------ Article

UNIT			STATE		LOAD	ACTIVE	SUB	DESC				MACHINE
nsqlookupd.service	launched	loaded	active	running	NSQ lookup daemon instance	d70a88f8.../172.17.8.101

If it says it’s ‘activating’, that means it’s downloading the docker images still. Otherwise, piece of cake. Now, let’s launch 2 NSQ daemons to connect to the lookupd. Just do ‘fleetctl start nsqd.1.service’ and ‘fleetctl start nsqd.2.service’. Once it’s done launching, list-units should show something similar to this:

UNIT			STATE		LOAD	ACTIVE	SUB	DESC				MACHINE
nsqd.1.service		launched	loaded	active	running	NSQ daemon instance		d70a88f8.../172.17.8.101
nsqd.2.service		launched	loaded	active	running	NSQ daemon instance		971caf36.../172.17.8.103
nsqlookupd.service	launched	loaded	active	running	NSQ lookup daemon instance	d70a88f8.../172.17.8.101

Easy! Now, we can verify thatÂ things are connected by checking the logs. ssh into the machine using ‘vagrant ssh core-0X’, and do ‘journalctl -u nsqd.1.service’ (or etc), and you should see log messages indicating that the nsq daemon has started, and connected to the lookup daemon!

It doesn’t get much simpler than that. Let’s test out this setup, using the instructions taken from the NSQ docker page. In one terminal, watch nsqlookupd (substitute x.x.x.x with the IP address nsqlookupd lives at).

watch -n 0.5 "curl -s curl http://x.x.x.x:4161/topics"

------------
------ Data records

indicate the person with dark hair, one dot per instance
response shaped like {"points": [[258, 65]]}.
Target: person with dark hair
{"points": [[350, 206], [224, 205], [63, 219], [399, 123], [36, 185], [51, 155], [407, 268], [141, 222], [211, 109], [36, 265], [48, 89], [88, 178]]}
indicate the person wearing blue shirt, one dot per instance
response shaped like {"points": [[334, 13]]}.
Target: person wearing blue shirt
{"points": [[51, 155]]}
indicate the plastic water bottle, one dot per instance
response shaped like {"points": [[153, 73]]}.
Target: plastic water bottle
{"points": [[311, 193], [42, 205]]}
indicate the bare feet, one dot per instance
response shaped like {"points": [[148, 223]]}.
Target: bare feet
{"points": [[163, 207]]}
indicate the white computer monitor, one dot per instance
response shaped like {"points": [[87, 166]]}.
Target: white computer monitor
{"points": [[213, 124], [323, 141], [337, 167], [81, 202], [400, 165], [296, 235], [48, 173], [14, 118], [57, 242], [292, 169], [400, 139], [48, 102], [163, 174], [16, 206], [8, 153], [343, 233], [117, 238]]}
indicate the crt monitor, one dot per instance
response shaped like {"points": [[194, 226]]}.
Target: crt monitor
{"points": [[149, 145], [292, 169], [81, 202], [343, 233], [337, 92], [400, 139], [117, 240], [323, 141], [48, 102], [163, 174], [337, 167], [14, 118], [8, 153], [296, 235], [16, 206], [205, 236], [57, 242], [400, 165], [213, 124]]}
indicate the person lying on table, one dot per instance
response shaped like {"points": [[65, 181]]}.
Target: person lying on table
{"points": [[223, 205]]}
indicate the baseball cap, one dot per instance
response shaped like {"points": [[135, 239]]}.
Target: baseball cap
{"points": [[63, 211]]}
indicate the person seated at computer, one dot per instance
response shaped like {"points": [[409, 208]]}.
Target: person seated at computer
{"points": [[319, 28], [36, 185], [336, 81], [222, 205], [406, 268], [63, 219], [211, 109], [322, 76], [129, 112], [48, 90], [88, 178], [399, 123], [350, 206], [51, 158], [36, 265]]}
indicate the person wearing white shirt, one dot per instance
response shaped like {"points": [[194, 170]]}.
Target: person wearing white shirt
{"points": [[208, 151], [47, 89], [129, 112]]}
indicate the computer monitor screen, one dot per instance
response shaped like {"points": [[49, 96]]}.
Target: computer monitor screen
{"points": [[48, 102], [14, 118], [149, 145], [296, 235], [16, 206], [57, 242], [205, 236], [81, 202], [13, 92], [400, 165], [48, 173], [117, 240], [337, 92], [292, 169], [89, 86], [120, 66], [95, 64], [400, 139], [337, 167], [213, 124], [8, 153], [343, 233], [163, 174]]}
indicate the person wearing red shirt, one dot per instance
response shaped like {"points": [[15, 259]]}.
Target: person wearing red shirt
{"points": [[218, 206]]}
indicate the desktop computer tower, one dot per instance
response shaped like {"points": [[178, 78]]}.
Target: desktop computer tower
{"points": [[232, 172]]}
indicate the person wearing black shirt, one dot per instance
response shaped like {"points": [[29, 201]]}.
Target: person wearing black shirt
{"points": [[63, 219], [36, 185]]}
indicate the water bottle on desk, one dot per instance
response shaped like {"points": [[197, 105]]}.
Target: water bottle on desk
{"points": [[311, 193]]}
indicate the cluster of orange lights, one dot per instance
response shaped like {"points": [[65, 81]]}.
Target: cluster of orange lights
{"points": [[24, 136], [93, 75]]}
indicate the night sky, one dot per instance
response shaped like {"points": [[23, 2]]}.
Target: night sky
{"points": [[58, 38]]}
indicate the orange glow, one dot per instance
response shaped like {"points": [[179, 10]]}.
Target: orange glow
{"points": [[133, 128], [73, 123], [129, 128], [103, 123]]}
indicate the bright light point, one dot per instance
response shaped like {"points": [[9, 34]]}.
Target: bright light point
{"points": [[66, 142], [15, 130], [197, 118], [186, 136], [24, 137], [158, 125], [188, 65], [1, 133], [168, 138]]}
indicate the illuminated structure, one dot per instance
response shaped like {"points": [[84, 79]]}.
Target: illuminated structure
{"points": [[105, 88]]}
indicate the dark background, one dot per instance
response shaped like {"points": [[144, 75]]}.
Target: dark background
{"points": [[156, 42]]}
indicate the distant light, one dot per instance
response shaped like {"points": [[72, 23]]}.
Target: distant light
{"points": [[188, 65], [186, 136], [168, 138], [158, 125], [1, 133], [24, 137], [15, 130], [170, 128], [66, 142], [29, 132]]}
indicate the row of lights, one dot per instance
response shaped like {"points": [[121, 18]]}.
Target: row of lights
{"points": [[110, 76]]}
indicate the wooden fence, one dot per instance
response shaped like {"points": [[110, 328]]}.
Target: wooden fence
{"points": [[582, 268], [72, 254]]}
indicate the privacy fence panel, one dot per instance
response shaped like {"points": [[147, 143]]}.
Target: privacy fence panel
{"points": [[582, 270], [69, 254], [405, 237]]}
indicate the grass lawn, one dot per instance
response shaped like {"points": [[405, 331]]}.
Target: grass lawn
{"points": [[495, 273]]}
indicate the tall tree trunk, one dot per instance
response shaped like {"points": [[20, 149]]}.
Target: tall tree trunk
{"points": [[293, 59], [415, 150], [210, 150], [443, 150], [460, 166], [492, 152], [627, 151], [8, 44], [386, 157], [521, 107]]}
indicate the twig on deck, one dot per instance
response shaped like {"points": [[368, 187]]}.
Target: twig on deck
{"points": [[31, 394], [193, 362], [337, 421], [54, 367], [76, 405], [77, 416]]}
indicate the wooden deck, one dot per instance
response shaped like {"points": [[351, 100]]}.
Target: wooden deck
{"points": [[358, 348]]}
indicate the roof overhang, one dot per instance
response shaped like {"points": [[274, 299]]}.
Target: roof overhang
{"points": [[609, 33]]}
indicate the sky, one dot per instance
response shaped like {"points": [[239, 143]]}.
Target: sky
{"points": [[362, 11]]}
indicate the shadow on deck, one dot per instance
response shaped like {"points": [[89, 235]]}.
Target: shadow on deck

------------

Work instructions.
(A) Answer these questions using the NSQ setup walkthrough:
(i) What does an 'activating' state indicate?
(ii) Which command starts the second NSQ daemon?
(iii) Which port appears in the curl URL for nsqlookupd?
(B) Proceed with the NSQ setup walkthrough, picking up right after the watch command.
The material above is separate from the NSQ setup walkthrough.

Answers provided.
(A)
(i) The docker images are still downloading.
(ii) 'fleetctl start nsqd.2.service'
(iii) 4161

(B)
In another terminal, you can send a message to one of the nsq daemons. But let’s do that through the ambassador container to one of the nsq dameons randomly, instead of explicitly specifying the IP address! SSH into one of the cluster machines, and execute this:

source /etc/environment; docker run --rm -it --link backends:api -e BACKEND_4151="etcd://${COREOS_PRIVATE_IPV4}:4001/services/nsqd" radial/busyboxplus

This will give you a busybox shell. Go ahead and send a message to the daemon.

curl -d 'hello world 1' http://$API_PORT_10000_TCP_ADDR:4151/put?topic=test

If everything works, it should print an ‘OK’, and in the other terminal you should see the list of topics show something like:

{"status_code":200,"status_txt":"OK","data":{"topics":["test"]}}

Now, once you have this working, you can use this cluster + techniques (see below) to connect your own applications to nsqd and nsqlookupd, without any of them needing to know explicitly where the others are.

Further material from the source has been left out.